PROBLEM DESCRIPTION:
Please report every line of the records below that contains the word "outline". Case counts.

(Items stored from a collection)
--------------------------------------------------

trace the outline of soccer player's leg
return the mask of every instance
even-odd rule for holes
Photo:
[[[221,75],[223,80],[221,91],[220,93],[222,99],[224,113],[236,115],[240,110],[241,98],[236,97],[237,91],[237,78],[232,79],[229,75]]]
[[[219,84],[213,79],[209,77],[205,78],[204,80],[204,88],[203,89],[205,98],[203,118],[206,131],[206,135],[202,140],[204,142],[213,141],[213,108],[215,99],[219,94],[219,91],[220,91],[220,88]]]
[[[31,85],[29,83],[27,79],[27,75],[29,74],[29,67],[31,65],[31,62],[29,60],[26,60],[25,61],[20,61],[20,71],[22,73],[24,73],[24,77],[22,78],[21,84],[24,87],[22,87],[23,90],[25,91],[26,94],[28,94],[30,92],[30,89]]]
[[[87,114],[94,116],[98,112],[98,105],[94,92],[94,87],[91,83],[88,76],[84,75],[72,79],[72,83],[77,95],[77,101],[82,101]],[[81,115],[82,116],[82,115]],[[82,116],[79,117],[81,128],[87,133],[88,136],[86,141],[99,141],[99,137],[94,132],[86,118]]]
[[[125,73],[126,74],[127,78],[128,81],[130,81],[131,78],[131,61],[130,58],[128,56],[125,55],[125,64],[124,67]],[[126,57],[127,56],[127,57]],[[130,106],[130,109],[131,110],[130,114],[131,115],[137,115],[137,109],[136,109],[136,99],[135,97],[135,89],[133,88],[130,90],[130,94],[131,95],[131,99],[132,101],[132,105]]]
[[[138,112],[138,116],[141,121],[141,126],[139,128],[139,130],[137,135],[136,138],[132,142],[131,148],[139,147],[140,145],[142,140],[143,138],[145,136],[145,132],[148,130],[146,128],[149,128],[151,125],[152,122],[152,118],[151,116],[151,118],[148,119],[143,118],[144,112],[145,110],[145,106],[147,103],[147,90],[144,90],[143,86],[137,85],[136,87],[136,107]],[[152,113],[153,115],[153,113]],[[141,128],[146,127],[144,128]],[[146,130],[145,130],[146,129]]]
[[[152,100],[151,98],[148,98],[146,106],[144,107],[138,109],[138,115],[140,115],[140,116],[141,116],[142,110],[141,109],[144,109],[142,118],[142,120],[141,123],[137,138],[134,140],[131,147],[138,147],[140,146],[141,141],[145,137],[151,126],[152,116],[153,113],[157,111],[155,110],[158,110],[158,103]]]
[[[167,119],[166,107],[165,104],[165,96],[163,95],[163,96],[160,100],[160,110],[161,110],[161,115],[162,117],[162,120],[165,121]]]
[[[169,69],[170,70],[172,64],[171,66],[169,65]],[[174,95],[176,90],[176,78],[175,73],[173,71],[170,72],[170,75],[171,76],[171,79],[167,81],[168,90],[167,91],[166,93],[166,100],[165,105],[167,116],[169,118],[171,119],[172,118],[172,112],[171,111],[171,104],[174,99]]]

--------------------------------------------------

THE RESPONSE:
trace the outline of soccer player's leg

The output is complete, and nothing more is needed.